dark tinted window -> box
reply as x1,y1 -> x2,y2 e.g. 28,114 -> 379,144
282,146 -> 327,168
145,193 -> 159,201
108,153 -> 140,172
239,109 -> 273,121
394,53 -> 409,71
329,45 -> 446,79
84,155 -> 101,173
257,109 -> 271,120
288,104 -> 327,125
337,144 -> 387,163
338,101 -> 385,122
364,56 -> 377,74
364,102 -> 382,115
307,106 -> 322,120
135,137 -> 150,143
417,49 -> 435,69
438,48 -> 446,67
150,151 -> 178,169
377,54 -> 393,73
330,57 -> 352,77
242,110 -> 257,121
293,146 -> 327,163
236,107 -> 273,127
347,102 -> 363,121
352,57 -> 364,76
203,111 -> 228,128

- [ASSIGNMENT]: Repeat the records above with every character intact.

- [ANSWER TO THIS EXERCISE]:
dark tinted window -> box
reply as x1,y1 -> x2,y2 e.g. 28,114 -> 379,144
282,146 -> 327,168
145,193 -> 159,201
108,153 -> 140,172
239,109 -> 273,121
394,53 -> 409,71
329,45 -> 446,79
84,155 -> 101,173
257,109 -> 271,120
288,104 -> 327,125
337,144 -> 387,163
338,101 -> 385,122
364,56 -> 377,74
364,102 -> 382,115
307,106 -> 322,120
135,137 -> 150,143
417,49 -> 435,69
438,48 -> 446,67
150,151 -> 178,169
377,54 -> 393,73
330,57 -> 352,77
242,110 -> 257,121
293,146 -> 327,163
236,107 -> 273,127
347,102 -> 363,121
352,57 -> 364,76
203,111 -> 228,128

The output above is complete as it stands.